_Problem statement:_
Output exactly the lines that run from the line with "shaped like [387,128]." to the end of the material, both ends included, and no other lines.

_Material shown:_
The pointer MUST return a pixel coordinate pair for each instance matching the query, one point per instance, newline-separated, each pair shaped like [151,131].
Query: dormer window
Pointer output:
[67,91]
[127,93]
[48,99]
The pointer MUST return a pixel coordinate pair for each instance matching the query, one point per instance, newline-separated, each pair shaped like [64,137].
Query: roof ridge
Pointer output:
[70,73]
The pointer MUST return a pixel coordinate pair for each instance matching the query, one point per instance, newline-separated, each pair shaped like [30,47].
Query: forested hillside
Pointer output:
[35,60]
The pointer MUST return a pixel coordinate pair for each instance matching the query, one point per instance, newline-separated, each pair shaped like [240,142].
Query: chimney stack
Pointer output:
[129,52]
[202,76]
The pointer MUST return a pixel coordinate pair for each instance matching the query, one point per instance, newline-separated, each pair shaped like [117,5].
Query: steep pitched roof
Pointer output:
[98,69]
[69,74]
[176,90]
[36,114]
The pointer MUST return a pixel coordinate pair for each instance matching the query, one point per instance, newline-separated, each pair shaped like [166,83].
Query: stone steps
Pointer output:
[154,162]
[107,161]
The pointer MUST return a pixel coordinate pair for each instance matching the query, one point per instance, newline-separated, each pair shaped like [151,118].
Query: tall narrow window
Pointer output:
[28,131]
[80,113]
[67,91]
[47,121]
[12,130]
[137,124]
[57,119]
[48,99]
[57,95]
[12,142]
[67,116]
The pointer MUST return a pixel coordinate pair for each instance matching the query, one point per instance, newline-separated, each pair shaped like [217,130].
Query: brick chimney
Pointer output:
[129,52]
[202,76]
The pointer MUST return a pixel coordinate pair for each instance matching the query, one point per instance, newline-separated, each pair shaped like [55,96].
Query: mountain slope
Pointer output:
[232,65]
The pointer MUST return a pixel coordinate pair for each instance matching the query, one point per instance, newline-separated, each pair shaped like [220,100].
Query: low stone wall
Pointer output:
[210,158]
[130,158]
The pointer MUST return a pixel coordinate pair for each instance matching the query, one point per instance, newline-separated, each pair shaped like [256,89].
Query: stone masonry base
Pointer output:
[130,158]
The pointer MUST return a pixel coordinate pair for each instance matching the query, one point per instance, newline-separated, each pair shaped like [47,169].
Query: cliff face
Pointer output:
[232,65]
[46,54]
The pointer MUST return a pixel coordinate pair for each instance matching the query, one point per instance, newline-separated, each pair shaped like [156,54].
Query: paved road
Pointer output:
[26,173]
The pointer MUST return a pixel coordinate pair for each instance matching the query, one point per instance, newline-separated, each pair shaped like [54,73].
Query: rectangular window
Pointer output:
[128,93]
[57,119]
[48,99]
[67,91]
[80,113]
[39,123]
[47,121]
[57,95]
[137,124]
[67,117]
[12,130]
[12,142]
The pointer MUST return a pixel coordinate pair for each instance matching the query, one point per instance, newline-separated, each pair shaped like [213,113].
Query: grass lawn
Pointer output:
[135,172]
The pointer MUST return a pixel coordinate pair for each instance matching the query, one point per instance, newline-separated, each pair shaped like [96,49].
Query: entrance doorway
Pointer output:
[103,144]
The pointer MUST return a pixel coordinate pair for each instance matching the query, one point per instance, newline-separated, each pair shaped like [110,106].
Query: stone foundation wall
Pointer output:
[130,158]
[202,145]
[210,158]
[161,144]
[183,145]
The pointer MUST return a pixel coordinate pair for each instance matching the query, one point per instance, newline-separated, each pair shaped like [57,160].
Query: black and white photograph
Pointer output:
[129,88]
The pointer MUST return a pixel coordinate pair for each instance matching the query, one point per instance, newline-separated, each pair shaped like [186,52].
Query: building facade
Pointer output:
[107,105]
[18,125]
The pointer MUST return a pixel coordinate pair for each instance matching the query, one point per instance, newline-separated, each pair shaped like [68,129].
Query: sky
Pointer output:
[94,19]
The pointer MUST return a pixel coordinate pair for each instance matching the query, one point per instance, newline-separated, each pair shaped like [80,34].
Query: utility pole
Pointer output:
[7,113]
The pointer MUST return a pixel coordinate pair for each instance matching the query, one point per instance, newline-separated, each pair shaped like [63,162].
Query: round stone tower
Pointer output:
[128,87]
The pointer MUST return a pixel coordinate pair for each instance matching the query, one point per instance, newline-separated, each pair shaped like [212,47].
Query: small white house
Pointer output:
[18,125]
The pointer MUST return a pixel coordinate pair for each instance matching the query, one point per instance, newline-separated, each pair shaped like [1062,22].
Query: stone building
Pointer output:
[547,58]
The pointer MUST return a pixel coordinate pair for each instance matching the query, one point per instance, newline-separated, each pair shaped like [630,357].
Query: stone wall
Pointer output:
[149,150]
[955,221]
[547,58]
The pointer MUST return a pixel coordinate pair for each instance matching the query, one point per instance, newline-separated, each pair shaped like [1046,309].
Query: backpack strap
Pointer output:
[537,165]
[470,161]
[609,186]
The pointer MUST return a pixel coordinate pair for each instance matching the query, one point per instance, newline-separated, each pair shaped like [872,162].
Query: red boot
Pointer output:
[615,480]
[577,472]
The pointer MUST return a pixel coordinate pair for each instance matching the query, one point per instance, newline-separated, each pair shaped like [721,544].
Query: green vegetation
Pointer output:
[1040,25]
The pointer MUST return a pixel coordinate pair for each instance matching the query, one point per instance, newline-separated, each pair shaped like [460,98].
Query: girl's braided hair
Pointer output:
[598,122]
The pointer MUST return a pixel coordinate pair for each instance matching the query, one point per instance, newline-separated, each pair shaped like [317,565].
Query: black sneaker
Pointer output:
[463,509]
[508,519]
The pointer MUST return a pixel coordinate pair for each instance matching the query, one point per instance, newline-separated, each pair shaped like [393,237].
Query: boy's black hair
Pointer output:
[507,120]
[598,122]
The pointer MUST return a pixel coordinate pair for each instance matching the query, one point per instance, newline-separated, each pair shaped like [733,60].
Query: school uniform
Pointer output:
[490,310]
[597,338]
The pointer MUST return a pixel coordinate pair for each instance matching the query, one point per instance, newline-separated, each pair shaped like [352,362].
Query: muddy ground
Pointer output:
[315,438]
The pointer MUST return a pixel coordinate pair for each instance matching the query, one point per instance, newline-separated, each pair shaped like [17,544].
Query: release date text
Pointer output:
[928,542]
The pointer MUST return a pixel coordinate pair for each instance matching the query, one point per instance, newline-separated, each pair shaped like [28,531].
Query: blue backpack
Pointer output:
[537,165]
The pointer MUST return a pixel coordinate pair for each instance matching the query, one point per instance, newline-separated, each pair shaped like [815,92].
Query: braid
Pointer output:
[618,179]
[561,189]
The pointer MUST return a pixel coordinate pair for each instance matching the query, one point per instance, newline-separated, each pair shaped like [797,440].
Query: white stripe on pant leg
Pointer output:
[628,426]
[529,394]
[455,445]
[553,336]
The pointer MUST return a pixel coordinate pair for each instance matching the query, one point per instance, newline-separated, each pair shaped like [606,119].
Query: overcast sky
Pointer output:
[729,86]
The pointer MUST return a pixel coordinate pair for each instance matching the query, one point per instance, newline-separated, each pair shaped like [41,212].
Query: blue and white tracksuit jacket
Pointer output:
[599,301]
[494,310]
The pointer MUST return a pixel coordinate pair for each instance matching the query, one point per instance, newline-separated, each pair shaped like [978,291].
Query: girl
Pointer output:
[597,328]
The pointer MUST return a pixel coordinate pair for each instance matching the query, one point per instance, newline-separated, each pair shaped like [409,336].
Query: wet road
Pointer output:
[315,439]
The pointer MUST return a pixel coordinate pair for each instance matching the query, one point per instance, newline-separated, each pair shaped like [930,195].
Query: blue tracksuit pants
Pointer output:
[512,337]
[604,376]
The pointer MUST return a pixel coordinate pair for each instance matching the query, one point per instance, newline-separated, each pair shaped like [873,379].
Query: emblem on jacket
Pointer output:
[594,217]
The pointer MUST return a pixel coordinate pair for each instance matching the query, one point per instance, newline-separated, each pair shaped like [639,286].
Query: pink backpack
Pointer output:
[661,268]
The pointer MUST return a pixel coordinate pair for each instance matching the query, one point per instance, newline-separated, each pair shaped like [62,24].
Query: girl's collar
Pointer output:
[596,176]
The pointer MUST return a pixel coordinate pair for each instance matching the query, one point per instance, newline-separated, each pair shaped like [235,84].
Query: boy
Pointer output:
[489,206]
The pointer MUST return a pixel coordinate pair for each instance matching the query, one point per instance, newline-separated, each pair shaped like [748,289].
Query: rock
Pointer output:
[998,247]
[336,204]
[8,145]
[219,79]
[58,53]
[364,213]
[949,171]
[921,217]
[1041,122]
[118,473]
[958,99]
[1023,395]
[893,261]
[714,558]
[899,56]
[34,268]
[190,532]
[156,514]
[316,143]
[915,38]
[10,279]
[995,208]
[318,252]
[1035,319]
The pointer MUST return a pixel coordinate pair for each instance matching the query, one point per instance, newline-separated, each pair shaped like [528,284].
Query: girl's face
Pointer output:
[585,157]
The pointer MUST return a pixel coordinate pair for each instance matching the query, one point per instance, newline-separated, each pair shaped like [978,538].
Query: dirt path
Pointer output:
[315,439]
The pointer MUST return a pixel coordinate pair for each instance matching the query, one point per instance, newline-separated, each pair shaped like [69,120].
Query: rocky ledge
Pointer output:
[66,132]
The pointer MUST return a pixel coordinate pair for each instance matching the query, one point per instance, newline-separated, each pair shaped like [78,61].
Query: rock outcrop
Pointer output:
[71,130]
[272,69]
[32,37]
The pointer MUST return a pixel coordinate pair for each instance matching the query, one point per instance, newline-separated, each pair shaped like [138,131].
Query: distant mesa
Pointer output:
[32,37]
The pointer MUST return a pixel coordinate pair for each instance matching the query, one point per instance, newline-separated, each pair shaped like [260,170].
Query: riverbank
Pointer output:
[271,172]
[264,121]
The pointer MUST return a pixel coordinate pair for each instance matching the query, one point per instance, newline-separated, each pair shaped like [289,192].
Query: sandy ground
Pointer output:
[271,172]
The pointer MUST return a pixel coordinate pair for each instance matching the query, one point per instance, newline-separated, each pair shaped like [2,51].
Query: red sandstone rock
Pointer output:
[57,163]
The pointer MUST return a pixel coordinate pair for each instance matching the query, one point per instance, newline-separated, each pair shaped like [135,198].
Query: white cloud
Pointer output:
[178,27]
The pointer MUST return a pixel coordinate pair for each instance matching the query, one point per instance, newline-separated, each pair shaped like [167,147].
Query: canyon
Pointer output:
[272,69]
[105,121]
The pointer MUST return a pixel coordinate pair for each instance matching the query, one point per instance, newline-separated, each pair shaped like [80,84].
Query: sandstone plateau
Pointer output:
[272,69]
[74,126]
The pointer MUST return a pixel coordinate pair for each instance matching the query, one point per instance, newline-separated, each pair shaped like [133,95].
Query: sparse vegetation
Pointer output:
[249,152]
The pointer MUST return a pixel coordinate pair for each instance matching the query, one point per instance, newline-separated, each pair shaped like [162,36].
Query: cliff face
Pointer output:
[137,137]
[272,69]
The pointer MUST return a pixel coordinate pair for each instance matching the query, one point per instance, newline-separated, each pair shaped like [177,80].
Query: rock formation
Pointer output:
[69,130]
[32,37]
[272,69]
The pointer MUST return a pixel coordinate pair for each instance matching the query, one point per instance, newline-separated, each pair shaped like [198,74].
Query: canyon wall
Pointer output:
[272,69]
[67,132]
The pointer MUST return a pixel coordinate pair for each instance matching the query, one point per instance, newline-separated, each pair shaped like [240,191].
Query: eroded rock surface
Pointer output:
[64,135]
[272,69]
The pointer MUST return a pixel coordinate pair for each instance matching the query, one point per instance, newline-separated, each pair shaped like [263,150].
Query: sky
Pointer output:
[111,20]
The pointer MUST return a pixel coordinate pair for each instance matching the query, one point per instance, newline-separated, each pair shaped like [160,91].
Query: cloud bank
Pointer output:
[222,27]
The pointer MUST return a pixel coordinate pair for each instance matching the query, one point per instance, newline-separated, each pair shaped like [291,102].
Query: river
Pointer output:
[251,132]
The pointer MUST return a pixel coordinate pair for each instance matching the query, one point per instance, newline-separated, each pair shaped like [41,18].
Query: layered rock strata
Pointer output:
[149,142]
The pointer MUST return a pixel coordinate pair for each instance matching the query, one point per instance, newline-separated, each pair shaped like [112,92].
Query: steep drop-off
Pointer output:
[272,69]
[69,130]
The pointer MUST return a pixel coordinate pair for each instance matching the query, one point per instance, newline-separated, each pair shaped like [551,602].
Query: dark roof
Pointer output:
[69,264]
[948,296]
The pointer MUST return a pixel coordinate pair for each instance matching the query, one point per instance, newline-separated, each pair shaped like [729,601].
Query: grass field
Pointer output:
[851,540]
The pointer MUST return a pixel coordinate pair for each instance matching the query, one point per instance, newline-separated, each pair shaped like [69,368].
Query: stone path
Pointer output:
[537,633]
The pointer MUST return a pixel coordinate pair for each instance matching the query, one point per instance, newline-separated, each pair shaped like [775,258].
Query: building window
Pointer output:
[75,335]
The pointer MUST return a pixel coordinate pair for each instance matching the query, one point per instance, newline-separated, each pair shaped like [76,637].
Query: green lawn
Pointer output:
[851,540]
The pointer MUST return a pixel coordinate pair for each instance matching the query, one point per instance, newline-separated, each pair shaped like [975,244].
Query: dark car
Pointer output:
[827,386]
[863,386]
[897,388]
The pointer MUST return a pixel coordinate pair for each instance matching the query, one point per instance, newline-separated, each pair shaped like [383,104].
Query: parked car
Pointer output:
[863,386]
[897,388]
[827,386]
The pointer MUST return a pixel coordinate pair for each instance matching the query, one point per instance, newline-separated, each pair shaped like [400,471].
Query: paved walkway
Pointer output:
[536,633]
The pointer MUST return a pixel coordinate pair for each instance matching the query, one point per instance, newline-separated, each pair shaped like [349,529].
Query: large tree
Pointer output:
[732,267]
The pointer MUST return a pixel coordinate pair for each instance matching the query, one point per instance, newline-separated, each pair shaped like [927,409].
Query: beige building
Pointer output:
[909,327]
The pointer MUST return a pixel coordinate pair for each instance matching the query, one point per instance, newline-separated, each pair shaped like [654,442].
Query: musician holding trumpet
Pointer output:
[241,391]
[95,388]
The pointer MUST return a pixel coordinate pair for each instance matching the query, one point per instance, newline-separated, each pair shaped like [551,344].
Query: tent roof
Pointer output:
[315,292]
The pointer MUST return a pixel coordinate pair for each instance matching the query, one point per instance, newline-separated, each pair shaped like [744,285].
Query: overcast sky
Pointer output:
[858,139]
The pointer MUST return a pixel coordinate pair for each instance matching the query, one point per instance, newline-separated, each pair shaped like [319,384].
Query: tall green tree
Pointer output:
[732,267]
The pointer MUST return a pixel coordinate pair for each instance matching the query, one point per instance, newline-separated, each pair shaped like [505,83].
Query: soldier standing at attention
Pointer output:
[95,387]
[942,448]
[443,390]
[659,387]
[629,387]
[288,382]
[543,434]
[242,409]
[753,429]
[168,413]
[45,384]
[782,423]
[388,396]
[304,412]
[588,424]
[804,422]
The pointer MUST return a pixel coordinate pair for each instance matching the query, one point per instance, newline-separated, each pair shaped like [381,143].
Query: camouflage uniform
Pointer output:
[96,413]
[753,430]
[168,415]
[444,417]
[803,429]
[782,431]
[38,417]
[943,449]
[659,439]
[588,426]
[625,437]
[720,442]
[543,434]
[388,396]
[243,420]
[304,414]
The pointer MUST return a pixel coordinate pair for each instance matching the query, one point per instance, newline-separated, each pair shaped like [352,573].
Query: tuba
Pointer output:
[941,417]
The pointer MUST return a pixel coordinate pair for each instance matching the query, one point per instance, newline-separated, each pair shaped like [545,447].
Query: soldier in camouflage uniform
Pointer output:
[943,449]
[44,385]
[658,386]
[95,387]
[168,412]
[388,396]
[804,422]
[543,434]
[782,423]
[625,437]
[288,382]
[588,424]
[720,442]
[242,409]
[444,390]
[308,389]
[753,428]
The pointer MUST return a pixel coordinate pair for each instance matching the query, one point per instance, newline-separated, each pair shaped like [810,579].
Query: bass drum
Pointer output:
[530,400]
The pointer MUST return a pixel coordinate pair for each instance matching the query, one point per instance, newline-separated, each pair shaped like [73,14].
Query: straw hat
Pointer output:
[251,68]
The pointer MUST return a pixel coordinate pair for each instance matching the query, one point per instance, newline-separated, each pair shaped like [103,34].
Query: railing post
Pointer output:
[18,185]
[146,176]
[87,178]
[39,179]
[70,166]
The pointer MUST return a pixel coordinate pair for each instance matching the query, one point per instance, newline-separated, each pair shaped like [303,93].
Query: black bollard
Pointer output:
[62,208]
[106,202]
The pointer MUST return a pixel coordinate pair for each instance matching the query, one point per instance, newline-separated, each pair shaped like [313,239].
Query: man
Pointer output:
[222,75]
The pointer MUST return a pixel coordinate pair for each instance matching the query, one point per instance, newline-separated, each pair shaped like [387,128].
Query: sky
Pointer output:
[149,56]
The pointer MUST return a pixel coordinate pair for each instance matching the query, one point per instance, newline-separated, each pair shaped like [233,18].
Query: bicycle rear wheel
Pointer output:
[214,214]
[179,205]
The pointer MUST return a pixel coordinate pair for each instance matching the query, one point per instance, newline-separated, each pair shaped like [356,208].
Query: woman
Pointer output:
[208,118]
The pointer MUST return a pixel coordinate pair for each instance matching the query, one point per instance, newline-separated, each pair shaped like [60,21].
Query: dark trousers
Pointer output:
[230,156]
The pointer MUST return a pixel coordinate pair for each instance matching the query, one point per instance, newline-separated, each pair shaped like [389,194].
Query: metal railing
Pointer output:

_Full response:_
The pointer MUST return a pixel coordinate pair for each instance matching the query, one point per instance, newline-separated, each pair shaped like [387,128].
Query: sky
Pointer output:
[149,56]
The pointer MUST return a pixel coordinate pair for each instance matching the query, one point per instance, newline-separated, each pair shaped like [233,18].
Query: bicycle rear wheel
Pointer output:
[214,214]
[179,205]
The pointer MUST return a pixel coordinate pair for each instance matching the query, one point per instance, newline-separated, each pair shaped like [356,208].
Query: woman
Pointer output:
[208,118]
The pointer MUST return a pixel coordinate pair for each instance matching the query, one point per instance, newline-separated, each pair shaped like [60,21].
Query: dark trousers
Pointer output:
[230,156]
The pointer MUST return a pixel coordinate pair for each instance matching the query, one point per instance, newline-separated, each pair shaped like [389,194].
Query: metal railing
Pointer output:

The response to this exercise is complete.